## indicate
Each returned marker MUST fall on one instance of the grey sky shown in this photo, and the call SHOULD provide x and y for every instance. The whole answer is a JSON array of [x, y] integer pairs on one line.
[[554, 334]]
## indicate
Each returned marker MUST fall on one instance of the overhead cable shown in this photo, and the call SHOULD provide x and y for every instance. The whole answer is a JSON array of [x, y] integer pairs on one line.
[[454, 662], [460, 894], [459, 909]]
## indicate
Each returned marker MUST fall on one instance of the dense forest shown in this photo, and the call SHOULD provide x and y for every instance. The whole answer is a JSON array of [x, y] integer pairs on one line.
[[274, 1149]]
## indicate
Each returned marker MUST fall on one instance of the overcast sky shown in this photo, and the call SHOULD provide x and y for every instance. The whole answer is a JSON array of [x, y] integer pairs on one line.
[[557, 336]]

· · · ·

Find "Each returned marker MUST fall on one instance of the dense" in the records. Copy its line and every line after it, exactly, through the last one.

### EXERCISE SOLUTION
Each returned marker MUST fall on one instance of the dense forest shown in this photo, and the call SHOULD provide x and y for every instance. The whole answer is a JSON array of [x, y] integer pairs on one line.
[[274, 1149]]
## indicate
Each returned marker MUST fall on one instance of the overcast sky shown in this photo, and the call SHOULD provide x and y for every instance. The whole answer is a JSON array of [x, y] integer pairs on one line.
[[557, 336]]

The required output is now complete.